======== Reading passage ========
Projects::RefsController#log_tree can take a long time to complete
e.g.: https://sentry.gitlap.com/gitlab/gitlabcom-clientside/issues/31136/
In particular, we see this causing problems when a large directory is viewed, like /fdroid/fdroiddata/refs/master/logs_tree/metadata
, which corresponds to https://gitlab.com/fdroid/fdroiddata/tree/master/metadata
Here's the controller action:
def logs_tree
@offset = if params[:offset].present?
params[:offset].to_i
else
0
end
@limit = 25
@path = params[:path]
contents = []
contents.push(*tree.trees)
contents.push(*tree.blobs)
contents.push(*tree.submodules)
@logs = contents[@offset, @limit].to_a.map do |content|
file = @path ? File.join(@path, content.name) : content.name
last_commit = @repo.last_commit_for_path(@commit.id, file)
{
file_name: content.name,
commit: last_commit
}
end
offset = (@offset + @limit)
if contents.size > offset
@more_log_url = logs_file_project_ref_path(@project, @ref, @path || '', offset: offset)
end
respond_to do |format|
format.html { render_404 }
format.js
end
end
I expect the limit
and offset
logic isn't preventing the tree from loading a large amount of data, as we're ranging over the combination of trees, blobs and submodules, and finding the index necessarily means loading all that data.
======== Raw data ========
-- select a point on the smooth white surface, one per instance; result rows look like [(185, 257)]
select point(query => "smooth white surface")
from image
========
Exercise details
From the logs_tree issue, return everything from "params[:offset].to_i" down to "last_commit = @repo.last_commit_for_path(@commit.id, file)", copied word for word. Rely only on the logs_tree issue and nothing beyond it.

Result for this exercise
params[:offset].to_i
else
0
end
@limit = 25
@path = params[:path]
contents = []
contents.push(*tree.trees)
contents.push(*tree.blobs)
contents.push(*tree.submodules)
@logs = contents[@offset, @limit].to_a.map do |content|
file = @path ? File.join(@path, content.name) : content.name
last_commit = @repo.last_commit_for_path(@commit.id, file)